> **REQUIRED WORK**: Your answer needs to include each line of the records in which the string "white" can be found.

Saved entries:
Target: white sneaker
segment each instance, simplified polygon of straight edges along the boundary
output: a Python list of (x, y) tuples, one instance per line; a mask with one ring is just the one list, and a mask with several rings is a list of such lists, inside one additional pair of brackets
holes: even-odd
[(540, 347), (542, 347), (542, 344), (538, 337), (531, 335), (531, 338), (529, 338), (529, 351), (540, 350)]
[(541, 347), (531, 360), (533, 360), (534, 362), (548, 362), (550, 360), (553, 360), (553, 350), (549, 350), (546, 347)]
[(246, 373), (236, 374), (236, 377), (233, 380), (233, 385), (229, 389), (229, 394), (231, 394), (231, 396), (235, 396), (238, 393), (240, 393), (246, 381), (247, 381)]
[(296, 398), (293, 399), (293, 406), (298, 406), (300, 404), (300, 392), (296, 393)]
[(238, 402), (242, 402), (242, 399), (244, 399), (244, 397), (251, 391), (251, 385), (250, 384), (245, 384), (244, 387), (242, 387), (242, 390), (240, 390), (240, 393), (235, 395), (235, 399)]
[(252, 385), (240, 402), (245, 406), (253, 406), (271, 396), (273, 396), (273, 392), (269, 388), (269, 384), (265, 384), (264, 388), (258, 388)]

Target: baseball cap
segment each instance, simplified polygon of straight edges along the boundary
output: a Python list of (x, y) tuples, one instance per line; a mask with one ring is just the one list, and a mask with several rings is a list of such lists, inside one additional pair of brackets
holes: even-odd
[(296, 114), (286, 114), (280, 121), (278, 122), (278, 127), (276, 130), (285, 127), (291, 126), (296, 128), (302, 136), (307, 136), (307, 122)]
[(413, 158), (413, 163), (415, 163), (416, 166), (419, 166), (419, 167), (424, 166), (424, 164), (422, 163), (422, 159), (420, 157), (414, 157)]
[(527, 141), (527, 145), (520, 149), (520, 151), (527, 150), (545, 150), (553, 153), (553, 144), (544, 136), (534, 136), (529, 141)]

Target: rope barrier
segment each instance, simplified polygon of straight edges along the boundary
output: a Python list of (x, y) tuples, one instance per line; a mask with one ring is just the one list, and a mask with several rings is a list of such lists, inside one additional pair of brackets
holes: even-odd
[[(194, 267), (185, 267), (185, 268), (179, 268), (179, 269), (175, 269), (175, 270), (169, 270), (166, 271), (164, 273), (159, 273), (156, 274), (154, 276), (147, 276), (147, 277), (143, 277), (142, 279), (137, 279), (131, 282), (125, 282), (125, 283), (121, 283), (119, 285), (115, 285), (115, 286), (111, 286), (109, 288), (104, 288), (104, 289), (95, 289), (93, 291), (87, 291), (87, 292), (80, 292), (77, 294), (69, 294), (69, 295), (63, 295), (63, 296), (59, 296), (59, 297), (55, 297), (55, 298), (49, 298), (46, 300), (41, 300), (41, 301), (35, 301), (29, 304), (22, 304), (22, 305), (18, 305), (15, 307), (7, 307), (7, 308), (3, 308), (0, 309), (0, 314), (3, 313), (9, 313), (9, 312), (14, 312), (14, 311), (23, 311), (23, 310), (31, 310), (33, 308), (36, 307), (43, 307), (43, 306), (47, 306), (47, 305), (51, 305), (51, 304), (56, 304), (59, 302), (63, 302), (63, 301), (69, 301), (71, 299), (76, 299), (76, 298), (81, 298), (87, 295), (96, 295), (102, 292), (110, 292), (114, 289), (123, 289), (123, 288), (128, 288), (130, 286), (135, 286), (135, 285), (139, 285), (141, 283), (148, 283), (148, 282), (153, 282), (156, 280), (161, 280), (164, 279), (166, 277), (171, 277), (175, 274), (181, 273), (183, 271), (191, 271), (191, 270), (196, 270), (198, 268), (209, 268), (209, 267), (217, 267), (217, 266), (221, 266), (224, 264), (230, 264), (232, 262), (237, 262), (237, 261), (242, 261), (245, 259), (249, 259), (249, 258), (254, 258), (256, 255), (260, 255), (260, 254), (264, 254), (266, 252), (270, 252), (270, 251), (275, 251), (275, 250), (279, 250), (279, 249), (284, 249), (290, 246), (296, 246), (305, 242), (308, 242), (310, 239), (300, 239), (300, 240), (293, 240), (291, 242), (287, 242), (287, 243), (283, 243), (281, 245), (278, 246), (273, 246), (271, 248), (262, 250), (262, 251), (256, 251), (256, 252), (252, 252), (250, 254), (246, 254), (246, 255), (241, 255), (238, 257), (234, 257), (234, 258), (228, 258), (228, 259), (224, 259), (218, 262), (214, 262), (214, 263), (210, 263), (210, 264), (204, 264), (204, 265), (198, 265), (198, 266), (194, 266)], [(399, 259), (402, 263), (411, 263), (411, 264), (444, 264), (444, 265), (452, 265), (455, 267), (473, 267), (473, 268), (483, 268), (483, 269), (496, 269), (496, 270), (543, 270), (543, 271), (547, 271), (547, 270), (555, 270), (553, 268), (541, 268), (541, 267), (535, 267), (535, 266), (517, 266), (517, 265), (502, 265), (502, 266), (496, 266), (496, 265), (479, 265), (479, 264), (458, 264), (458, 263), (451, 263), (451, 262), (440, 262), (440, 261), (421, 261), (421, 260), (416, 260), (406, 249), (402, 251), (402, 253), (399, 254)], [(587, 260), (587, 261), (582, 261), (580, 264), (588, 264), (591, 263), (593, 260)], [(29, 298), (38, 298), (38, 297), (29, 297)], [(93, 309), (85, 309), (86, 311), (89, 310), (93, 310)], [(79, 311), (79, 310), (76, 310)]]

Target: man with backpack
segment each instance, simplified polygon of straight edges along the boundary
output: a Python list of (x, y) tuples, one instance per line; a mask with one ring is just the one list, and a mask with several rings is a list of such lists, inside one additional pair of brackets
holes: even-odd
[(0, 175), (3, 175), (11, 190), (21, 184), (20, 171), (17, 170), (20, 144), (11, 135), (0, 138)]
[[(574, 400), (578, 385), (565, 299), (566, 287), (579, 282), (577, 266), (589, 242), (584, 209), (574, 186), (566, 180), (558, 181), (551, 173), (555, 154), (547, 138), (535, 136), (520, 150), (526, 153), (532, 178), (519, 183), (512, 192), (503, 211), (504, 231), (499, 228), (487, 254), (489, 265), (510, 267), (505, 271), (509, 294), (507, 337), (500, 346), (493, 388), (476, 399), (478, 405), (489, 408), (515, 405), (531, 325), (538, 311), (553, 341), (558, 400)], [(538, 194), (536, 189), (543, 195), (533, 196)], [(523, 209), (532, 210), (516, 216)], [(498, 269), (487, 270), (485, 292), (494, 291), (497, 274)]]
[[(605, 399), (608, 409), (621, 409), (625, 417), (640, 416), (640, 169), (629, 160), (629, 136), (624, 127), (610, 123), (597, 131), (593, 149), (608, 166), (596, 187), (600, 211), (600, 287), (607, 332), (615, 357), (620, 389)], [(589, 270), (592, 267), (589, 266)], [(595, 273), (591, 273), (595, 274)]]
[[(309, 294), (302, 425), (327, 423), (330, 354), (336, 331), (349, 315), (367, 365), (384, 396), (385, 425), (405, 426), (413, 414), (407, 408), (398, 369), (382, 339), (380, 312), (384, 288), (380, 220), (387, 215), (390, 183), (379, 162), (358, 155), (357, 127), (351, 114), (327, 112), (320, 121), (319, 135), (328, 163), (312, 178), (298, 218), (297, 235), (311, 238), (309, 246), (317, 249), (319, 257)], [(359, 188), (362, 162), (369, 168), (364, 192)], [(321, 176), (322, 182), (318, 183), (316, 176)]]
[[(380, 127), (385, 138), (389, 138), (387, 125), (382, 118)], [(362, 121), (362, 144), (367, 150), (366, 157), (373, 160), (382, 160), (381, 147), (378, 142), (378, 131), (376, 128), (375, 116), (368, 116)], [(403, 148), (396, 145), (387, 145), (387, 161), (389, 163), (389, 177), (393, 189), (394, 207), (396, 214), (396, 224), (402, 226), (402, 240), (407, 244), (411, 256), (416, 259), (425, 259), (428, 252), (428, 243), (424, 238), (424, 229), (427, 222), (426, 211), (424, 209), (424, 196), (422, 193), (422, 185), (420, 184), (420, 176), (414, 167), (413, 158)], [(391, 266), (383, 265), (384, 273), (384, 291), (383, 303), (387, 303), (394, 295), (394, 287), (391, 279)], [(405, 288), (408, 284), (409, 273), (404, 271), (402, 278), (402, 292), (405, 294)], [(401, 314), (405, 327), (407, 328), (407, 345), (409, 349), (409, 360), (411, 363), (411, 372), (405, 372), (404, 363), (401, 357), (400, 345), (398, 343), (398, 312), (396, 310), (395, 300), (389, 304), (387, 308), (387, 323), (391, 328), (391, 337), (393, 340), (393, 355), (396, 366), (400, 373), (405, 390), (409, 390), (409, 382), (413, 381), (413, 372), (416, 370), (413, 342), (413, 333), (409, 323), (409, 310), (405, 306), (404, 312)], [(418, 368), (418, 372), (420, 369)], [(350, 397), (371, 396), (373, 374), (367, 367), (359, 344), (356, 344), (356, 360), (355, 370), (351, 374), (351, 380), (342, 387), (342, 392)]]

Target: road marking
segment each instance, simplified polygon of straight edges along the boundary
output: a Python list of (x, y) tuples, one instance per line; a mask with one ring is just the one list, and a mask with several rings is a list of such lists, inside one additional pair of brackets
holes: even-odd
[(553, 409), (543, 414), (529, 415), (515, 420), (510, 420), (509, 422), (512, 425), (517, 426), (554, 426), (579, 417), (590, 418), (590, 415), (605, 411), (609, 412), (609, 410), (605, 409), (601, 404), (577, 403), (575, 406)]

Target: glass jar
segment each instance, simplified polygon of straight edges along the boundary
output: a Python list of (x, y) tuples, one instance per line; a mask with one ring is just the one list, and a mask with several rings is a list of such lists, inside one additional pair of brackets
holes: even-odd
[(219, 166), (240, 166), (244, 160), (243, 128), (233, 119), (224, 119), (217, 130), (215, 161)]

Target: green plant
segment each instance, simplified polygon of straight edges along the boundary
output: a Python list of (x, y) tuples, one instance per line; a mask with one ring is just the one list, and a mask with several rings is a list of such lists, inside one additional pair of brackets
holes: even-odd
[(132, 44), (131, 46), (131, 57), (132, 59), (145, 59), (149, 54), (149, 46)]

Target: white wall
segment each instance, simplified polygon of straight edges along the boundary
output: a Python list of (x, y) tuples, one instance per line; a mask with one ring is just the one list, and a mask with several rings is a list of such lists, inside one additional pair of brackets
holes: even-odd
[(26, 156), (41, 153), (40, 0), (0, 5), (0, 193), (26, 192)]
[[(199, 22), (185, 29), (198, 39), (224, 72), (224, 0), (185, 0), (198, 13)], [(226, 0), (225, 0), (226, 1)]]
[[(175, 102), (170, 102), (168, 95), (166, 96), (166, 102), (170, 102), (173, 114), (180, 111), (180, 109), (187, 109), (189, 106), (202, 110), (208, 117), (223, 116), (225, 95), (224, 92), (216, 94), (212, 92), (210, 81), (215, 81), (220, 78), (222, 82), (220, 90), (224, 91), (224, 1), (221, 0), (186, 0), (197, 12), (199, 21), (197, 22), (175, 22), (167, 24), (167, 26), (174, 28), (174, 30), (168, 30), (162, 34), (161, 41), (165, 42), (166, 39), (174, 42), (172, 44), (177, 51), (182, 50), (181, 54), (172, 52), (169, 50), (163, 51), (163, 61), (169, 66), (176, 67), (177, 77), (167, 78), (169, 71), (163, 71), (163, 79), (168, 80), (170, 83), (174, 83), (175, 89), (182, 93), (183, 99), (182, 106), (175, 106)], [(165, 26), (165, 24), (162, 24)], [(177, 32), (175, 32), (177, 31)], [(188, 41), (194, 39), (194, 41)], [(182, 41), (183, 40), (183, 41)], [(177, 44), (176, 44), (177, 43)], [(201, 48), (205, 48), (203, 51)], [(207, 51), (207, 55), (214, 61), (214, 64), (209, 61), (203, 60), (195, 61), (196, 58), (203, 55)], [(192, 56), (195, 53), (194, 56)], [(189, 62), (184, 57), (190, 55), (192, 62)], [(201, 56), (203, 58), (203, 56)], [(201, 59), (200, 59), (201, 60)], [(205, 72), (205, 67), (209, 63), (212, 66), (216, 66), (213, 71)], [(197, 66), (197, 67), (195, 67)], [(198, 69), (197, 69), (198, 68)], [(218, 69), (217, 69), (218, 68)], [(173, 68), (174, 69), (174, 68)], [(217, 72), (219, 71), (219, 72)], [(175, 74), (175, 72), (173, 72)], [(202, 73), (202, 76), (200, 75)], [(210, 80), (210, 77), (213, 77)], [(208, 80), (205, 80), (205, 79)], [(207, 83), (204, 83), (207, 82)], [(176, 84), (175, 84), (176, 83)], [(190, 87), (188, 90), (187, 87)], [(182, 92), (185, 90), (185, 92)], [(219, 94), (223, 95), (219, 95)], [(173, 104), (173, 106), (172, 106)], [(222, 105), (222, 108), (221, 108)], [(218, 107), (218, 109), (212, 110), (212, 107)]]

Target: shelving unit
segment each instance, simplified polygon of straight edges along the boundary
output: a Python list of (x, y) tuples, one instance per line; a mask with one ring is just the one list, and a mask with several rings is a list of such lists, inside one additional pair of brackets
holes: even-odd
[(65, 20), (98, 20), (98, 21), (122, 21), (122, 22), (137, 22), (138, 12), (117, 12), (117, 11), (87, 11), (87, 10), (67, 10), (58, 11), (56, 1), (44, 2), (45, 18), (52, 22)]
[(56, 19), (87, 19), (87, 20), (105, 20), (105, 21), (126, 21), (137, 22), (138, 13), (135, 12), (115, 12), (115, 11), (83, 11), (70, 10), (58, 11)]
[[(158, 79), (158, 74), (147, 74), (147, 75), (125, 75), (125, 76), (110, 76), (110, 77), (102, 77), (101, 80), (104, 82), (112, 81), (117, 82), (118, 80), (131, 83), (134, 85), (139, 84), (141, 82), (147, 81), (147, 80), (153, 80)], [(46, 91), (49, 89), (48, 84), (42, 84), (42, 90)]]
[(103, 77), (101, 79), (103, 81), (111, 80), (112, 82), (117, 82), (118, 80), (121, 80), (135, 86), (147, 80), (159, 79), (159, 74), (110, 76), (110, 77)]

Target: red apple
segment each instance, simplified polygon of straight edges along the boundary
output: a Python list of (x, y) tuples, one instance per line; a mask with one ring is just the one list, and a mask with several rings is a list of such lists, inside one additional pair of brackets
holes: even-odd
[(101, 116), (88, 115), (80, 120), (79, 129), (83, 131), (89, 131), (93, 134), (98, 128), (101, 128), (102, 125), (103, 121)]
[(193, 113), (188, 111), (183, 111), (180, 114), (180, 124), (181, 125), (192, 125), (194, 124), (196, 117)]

> **ANSWER SPACE**:
Target: white sneaker
Target: white wall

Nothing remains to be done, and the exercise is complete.